* START Records for processing *

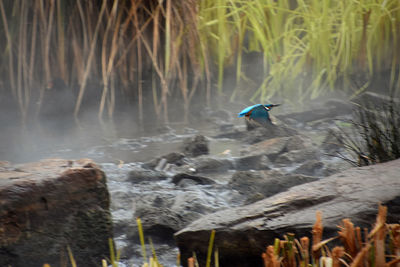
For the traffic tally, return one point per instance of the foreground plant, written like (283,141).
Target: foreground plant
(379,247)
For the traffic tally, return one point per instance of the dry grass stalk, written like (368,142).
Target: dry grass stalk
(395,231)
(305,247)
(269,258)
(317,236)
(191,262)
(337,254)
(348,237)
(358,261)
(370,253)
(378,234)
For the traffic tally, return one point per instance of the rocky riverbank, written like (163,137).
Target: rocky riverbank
(50,205)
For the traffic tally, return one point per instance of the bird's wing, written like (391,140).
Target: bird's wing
(245,111)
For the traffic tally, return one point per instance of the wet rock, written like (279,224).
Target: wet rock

* END Records for processing *

◆ Work to do ◆
Rewrite every line above, replacing "traffic tally" with "wildlife count" and leaving all other text unchanged. Omit the pictures.

◆ Correct response ◆
For the wildlife count, return one point per instance of the foreground plant, written like (283,141).
Target: foreground plant
(379,247)
For the wildlife count, return one point per instance of the dry grass stalk, written like (368,142).
Target: dry grass stalk
(395,231)
(305,247)
(269,258)
(317,236)
(191,262)
(337,254)
(348,237)
(358,261)
(370,253)
(378,234)
For the wildlife count, return one point per instance of the rocky riverbank, written like (163,137).
Target: rocky riverbank
(50,205)
For the wildlife count, return one point per instance of the bird's wing, written like (391,140).
Target: bird's wing
(245,111)
For the wildlife count, return one point per instance of the wet rock, written like (279,224).
Target: wet rock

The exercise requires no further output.